-- Exercise brief --
Can you carry on the column about Cape Breton's Celtic Colours festival below, starting right after its last sentence?

Celtic Colours festival is truly a Cape Breton event

August 5, 2011

 Rannie Gillis   One of the really unique things about our Celtic Colours International Festival is that it entices you to get out and explore our picturesque island as you make your way from one concert venue to another.

Topics : Celtic Connections , Cape Breton Post , Cape Breton , Scotland , West Bay Other large Celtic music festivals usually take place in one large city, such as the Celtic Connections festival in Scotland. This gathering, which is held each January in Glasgow, had 14 different venues this year, and all of them were basically located in, or close to, the city centre.

Contrast that with our own festival, which last October offered a total of 38 venues, spread across our entire island, and involving 33 different communities. Two of these places were at the extreme opposite ends of our little island. With respect to a map, Lower River Inhabitants is at the very bottom, close to Isle Madame, and Aspy Bay is located in northern Cape Breton, at the very top. For me to get from one to the other, in order to attend concerts on successive nights, would involve more then six hours driving time, and take up the better part of a full day.

After the Irish concert at Lower River Inhabitants, I spent the night in Arichat, on Isle Madame. Hitting the road on Wednesday morning around 10 a.m., I took the bridge and causeway over Lennox Passage, and followed the road north to the little village of Louisdale. From here, and for the next several hours, I would be on some very isolated back roads, on a route that I would never recommend to a visiting tourist, or to a resident of any of the communities around Sydney harbour who was not familiar with the area.

Dataset items about object locations:
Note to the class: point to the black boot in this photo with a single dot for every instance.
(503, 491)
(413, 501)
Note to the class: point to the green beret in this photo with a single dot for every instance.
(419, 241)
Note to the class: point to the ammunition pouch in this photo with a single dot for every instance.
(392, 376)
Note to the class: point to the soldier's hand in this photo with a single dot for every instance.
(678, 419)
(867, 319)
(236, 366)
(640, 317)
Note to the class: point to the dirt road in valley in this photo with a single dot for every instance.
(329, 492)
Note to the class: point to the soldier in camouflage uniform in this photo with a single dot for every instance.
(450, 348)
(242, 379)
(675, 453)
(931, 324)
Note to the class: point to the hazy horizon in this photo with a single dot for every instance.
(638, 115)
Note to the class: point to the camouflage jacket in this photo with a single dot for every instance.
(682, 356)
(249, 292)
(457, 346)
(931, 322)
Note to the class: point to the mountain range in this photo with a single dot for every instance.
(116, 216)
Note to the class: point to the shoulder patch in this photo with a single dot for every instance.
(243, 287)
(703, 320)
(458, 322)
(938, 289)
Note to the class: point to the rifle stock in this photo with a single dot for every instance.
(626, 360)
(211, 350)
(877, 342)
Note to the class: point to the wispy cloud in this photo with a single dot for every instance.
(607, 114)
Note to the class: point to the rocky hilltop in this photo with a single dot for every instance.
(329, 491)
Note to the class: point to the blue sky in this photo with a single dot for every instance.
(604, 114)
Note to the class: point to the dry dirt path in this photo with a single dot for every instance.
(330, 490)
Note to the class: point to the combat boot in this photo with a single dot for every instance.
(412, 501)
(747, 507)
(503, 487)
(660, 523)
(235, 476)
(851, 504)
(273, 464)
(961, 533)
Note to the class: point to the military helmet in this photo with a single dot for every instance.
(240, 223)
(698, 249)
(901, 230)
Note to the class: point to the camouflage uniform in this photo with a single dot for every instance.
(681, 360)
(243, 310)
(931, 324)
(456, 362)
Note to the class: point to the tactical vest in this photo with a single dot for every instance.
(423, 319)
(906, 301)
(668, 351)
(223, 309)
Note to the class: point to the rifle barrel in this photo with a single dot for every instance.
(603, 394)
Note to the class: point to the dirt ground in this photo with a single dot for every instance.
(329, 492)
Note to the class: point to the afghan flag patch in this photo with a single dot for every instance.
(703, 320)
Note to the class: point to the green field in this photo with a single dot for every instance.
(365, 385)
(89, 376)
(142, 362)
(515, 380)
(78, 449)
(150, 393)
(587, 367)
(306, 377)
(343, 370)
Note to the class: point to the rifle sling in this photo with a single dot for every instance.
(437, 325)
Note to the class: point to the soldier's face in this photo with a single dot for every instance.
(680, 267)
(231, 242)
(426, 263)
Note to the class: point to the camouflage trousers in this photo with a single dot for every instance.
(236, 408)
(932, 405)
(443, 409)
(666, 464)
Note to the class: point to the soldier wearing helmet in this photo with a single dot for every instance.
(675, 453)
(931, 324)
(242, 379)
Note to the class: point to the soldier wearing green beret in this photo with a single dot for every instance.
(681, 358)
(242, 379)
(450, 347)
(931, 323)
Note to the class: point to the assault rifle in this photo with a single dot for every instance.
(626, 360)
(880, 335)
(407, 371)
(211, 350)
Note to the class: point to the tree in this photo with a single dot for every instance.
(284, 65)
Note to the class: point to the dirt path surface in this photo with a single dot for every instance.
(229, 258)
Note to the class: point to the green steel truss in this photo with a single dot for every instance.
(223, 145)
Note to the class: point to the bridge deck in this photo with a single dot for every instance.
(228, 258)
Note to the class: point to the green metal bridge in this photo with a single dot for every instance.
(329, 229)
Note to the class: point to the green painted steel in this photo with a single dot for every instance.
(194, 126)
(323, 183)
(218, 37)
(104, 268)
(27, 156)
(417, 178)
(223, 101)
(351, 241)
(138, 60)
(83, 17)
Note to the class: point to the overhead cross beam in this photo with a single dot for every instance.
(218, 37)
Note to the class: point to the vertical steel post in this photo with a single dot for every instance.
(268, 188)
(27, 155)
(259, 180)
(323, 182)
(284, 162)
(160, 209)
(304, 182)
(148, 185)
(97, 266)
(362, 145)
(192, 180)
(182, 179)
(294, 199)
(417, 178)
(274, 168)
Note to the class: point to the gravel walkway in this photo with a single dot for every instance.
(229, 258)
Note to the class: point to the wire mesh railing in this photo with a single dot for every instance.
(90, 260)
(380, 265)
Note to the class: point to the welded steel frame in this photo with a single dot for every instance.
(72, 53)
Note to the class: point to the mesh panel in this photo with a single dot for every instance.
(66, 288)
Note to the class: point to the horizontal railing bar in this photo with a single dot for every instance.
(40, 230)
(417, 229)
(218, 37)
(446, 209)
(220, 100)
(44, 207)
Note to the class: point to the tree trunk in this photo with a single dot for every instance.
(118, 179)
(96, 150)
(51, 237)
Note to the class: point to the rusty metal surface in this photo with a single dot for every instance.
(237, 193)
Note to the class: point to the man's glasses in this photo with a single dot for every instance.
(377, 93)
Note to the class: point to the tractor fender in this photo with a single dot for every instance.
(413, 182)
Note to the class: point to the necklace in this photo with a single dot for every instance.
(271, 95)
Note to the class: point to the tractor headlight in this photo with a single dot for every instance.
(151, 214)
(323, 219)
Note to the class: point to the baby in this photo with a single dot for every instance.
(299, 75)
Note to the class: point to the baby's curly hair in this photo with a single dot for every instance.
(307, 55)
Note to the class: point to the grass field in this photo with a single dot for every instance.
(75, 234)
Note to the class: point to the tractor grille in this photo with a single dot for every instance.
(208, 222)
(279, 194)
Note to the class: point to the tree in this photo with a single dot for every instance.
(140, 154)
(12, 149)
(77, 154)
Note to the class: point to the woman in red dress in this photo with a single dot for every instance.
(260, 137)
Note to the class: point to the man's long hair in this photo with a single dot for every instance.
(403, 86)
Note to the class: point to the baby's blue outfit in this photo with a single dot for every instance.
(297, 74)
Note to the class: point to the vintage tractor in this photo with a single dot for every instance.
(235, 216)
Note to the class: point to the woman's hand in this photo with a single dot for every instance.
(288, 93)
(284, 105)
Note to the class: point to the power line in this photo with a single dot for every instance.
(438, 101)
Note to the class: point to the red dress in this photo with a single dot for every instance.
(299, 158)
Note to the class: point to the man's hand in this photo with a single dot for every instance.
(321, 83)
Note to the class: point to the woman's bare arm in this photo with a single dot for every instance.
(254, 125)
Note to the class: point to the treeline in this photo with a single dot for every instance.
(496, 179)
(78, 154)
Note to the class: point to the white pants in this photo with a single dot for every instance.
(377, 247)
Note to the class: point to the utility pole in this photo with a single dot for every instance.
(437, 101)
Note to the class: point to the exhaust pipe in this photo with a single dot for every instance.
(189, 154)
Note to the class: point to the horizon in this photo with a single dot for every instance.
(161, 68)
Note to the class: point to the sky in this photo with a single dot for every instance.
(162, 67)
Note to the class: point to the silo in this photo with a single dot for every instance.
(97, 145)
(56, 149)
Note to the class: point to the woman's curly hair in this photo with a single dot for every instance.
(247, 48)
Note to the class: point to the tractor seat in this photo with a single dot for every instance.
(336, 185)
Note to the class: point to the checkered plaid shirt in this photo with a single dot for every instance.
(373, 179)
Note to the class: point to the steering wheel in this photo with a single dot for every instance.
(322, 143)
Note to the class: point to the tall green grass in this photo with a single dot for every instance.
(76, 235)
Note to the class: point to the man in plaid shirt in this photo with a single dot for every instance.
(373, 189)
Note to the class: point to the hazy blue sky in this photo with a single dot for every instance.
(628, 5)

-- Solved problem --
From Louisdale I proceeded north to the tiny community of Grand Anse (French for Big Cove), and then followed the very rough Black River road in a northerly direction to Dundee, on the southern shore of that part of the Bras d’Or Lake known as West Bay. This little settlement was originally known as Black River, until an influx of Scottish settlers in the mid-1800s changed the name to that of a certain city in Scotland. This 20-mile journey took about 30 minutes.

At Dundee I came to a junction, overlooking the tranquil waters of West Bay. If I went to the right, I would follow the southern shore of West Bay through St. Georges Channel, the Points and Roberta, and eventually end up back in St. Peters. Instead, I turned left and followed the Dundee Road for a few miles to another junction, where I turned right and entered the village of West Bay. Here there was a third junction, but I opted to continue on along the Marble Mountain Road to the village of the same name. From Dundee to Marble Mountain was approximately 14 miles, and took about 20 minutes.

I was very familiar with all of these back roads, having travelled them many times on my motorcycle. However, with only a bare minimum of road signs, and three separate junctions in only a few miles, it would be very easy for someone to end up getting lost. Not only that, but if you took a wrong turn, and ended up on a little used dirt road, you could easily find yourself lost and disoriented on the top of a nearby mountain.

Next week: from a mountain of marble to a lovely elementary school on the shore of Aspy Bay.

Rannie Gillis is an author and avid Celtic historian whose column appears every week in the Cape Breton Post. He can by reached by email at ranniegillis@ns.sympatico.ca.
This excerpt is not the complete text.